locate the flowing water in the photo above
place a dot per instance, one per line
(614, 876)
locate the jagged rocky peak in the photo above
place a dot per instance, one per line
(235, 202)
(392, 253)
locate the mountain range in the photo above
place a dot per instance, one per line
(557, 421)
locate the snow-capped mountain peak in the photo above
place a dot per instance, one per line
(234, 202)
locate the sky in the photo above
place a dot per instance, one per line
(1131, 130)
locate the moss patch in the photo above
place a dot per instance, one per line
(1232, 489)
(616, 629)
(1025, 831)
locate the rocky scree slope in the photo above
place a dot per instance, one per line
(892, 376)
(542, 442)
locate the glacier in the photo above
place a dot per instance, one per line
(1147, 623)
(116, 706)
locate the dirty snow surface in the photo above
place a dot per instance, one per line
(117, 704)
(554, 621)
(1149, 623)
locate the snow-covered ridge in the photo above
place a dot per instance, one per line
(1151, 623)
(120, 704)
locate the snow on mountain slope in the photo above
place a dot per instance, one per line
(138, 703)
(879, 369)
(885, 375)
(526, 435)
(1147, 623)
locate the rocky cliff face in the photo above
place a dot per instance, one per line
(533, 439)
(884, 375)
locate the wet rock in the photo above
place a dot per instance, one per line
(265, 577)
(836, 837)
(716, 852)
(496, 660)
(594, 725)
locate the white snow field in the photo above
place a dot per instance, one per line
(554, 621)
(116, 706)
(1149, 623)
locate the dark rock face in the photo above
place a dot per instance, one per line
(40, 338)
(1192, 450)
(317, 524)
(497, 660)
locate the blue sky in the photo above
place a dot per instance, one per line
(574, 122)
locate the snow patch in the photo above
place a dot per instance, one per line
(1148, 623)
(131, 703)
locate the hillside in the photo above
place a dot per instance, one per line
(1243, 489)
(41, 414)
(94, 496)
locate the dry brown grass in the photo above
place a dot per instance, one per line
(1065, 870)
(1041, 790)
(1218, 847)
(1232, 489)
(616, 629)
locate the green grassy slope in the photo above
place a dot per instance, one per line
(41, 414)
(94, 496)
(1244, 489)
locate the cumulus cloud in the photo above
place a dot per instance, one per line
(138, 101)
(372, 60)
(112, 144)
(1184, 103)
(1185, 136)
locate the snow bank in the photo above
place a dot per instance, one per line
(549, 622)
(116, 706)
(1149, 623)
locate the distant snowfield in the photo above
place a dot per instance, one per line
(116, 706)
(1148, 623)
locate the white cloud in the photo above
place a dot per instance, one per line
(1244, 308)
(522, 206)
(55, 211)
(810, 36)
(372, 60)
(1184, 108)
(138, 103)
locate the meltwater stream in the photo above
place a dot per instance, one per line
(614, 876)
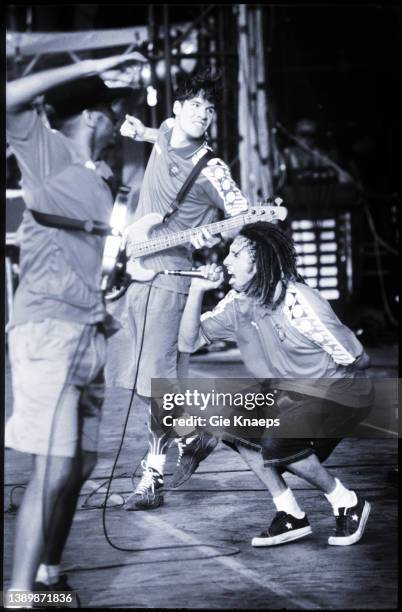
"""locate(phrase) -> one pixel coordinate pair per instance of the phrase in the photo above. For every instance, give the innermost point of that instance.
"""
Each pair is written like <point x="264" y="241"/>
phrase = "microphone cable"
<point x="227" y="550"/>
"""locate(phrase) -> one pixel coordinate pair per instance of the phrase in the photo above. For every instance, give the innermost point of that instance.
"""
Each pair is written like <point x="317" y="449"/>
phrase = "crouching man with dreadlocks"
<point x="286" y="331"/>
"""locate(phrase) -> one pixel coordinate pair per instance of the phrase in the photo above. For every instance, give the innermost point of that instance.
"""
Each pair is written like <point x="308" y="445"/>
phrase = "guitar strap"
<point x="188" y="183"/>
<point x="67" y="223"/>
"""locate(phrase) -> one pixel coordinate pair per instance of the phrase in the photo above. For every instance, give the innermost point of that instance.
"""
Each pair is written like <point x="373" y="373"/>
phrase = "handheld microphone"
<point x="193" y="274"/>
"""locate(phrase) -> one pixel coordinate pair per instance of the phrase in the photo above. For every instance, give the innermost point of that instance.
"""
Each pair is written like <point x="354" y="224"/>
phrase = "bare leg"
<point x="35" y="515"/>
<point x="311" y="470"/>
<point x="269" y="476"/>
<point x="63" y="514"/>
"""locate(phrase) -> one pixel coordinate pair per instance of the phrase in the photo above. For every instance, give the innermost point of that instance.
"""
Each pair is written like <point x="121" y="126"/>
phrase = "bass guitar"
<point x="139" y="242"/>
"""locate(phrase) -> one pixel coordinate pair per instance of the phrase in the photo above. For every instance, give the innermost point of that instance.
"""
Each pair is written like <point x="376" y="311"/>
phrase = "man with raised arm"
<point x="178" y="145"/>
<point x="56" y="340"/>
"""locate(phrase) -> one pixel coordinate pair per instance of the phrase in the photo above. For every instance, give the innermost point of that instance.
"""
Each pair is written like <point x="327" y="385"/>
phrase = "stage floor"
<point x="195" y="551"/>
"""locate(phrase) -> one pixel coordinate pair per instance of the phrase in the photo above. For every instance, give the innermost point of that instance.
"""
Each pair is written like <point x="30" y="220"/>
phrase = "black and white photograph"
<point x="201" y="297"/>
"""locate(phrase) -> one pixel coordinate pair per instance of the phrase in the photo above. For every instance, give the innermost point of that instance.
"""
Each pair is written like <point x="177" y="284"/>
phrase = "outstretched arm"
<point x="21" y="92"/>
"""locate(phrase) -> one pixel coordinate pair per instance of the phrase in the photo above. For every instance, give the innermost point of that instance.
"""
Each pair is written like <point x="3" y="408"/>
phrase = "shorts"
<point x="157" y="347"/>
<point x="322" y="423"/>
<point x="58" y="387"/>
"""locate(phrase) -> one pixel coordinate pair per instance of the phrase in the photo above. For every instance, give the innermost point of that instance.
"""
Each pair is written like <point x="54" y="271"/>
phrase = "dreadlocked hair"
<point x="275" y="259"/>
<point x="205" y="82"/>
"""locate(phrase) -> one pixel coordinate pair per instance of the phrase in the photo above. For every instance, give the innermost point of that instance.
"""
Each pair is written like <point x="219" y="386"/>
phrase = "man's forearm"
<point x="21" y="92"/>
<point x="190" y="322"/>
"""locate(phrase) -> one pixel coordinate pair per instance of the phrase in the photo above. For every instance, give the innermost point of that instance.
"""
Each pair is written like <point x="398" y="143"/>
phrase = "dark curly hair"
<point x="205" y="82"/>
<point x="275" y="259"/>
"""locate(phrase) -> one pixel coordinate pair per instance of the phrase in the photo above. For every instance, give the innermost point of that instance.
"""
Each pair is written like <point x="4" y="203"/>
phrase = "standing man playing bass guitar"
<point x="179" y="143"/>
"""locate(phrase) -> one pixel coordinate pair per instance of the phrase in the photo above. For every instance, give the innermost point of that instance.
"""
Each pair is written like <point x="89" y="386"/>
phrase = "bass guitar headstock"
<point x="268" y="210"/>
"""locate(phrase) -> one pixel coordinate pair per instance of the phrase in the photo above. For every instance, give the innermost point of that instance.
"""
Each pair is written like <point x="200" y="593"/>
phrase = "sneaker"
<point x="148" y="494"/>
<point x="350" y="524"/>
<point x="191" y="453"/>
<point x="284" y="528"/>
<point x="60" y="586"/>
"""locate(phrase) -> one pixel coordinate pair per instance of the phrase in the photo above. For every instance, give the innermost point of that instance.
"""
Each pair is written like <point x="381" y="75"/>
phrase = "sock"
<point x="156" y="461"/>
<point x="341" y="497"/>
<point x="286" y="502"/>
<point x="48" y="574"/>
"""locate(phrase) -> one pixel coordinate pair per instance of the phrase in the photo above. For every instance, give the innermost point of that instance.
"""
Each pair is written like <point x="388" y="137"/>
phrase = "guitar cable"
<point x="226" y="550"/>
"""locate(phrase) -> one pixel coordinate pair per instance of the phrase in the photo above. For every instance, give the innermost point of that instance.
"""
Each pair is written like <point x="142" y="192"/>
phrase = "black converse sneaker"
<point x="284" y="528"/>
<point x="350" y="524"/>
<point x="191" y="453"/>
<point x="148" y="494"/>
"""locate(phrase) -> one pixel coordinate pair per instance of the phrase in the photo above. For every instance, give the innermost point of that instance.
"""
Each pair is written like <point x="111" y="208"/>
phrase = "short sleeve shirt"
<point x="302" y="339"/>
<point x="60" y="270"/>
<point x="214" y="189"/>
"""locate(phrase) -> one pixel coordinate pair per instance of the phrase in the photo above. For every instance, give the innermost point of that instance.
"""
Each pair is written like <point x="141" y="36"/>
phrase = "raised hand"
<point x="133" y="128"/>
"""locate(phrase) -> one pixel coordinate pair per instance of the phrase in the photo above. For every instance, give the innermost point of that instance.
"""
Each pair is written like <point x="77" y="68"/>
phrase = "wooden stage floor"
<point x="195" y="551"/>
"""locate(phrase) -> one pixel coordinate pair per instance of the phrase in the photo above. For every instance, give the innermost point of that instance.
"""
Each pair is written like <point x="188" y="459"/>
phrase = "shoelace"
<point x="147" y="479"/>
<point x="181" y="446"/>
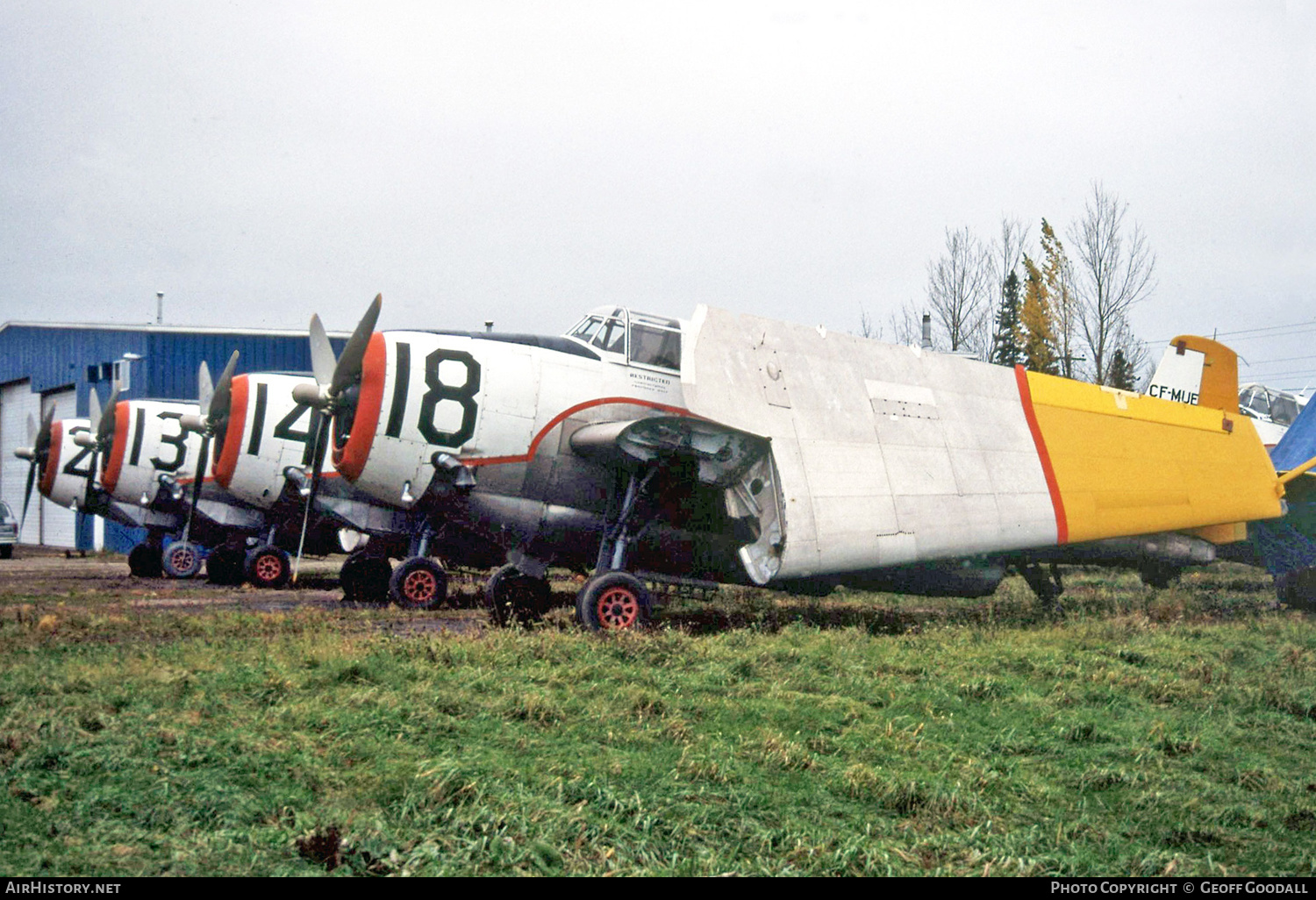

* * * * * * *

(The task):
Filter these records, keeping every line where the word "patch" occurs.

(Answer to the exercise):
locate the moss patch in the photo above
locate the snow patch in the photo above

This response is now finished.